*To do:*
a: In the article on melaleuca trees in the Everglades, how many seeds can a single mature melaleuca tree produce, according to some estimates?
b: Translate this sentence from the article on melaleuca trees in the Everglades into Spanish: "Melaleuca flowers resemble white bottle brushes, giving the trees a feathery, fuzzy appearance when they are in bloom."

*Text section:*
▽

In a landscape once dominated by invasive melaleuca trees, whose husks can still be seen above and below the water, native plants are thriving once again. / Kim O'Connell

Progress Among The Paperbarks

The war against invasive vegetation is long and uncertain, but Everglades National Park is winning one important battle.

By Kim O’Connell

On a humid spring morning in Everglades National Park, Hillary Cooley points to what looks like an ancient book, with brittle pages yellowing under the harsh subtropical sun. Closer inspection reveals that it’s actually a large hunk of a melaleuca tree, also known as the broad-leaved paperbark. Along with river birch, sycamore, and paperbark maple trees, melaleuca bark curls and peels up in layers, like a snake shedding its skin.

Cooley is a botanist who heads up the park’s exotic plants management program. We are in the northeast corner of the national park, a section that was added to the park in the late 1980s, wading through water that reaches our ankles. All around us are melaleuca trees, some of which are flowering. Melaleuca flowers resemble white bottle brushes, giving the trees a feathery, fuzzy appearance when they are in bloom. Some branches carry dozens of seed pods or capsules—the melaleuca’s secret weapon. When those pods open, they release many thousands of seeds, carried away like dust by wind and wildlife. Some estimates say that a single mature melaleuca tree can produce 100 million seeds. “It’s fairly dramatic,” Cooley says.

Melaleuca seed pods

A cluster of melaleuca seed capsules can contain thousands of seeds. / Kim O'Connell

As visually interesting as it is, however, the melaleuca tree is an invasive species, one of the most problematic plant species in the Everglades. First introduced to Florida from its native Australia in the late 19th century, the melaleuca was long prized as an ornamental species and gained widespread use as a shade tree and soil stabilizer. By the 1930s, officials were spreading melaleuca seeds over the Everglades by airplane, in a misguided attempt to dry up wetlands for more arable farmland. Melaleuca proliferated, eventually covering hundreds of thousands of acres in south Florida, and more than 5,000 acres in the national park alone.

The National Park Service is just one agency among other federal, state, and private partners working to eradicate melaleuca from South Florida. It is one of the top five invasive plant species that plague the Everglades, along with Australian pine, Old World climbing fern, Brazilian pepper, and the seaside mahoe tree. Like many invasive plants, melaleuca trees outcompete native plants for access to air, sun, and water. The trees grow in dense monocultural stands, which disrupt the park’s hydrology, natural fire cycles, light availability, and plant biodiversity.

△

[Records excerpted from a collection]
▽

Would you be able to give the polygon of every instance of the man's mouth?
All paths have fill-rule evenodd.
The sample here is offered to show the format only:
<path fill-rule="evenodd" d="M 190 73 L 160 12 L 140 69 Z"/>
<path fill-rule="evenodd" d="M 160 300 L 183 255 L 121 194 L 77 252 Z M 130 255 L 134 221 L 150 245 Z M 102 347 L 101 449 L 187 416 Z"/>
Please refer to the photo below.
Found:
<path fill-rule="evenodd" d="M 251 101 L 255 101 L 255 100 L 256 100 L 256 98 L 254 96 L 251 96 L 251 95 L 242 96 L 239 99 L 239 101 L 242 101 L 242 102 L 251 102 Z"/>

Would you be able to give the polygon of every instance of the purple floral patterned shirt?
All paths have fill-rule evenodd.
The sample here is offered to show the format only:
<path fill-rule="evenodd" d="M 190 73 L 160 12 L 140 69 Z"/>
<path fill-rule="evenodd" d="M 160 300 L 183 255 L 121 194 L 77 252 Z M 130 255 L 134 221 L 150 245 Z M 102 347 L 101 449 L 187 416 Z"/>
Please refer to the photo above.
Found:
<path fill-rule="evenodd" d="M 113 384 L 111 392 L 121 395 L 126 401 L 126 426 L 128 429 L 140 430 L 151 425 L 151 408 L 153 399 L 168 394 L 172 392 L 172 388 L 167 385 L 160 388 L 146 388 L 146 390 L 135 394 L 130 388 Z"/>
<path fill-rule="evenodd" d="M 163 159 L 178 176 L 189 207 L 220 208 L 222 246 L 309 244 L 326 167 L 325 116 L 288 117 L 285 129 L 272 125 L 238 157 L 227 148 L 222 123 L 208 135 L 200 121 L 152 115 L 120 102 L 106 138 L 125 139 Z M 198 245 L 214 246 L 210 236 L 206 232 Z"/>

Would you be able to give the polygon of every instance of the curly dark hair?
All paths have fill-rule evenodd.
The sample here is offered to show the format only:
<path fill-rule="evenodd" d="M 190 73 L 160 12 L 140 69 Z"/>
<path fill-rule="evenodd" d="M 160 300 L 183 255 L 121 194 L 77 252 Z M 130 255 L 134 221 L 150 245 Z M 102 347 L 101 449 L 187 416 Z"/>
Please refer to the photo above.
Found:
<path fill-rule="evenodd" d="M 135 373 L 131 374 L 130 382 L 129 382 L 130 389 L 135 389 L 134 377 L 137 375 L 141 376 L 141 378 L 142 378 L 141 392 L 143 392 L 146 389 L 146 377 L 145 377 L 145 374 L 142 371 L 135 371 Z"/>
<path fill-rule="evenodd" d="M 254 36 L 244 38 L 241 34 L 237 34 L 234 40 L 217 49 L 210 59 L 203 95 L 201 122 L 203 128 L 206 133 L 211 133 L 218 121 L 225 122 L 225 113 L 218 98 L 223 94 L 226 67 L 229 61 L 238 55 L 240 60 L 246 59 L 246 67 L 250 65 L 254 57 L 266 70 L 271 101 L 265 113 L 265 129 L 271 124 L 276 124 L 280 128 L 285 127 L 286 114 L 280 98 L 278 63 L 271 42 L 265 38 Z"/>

△

*Task results:*
a: Some estimates say a single mature melaleuca tree can produce 100 million seeds.

b: Las flores de la melaleuca se parecen a cepillos blancos para limpiar botellas, lo que les da a los árboles un aspecto plumoso y velloso cuando están en flor.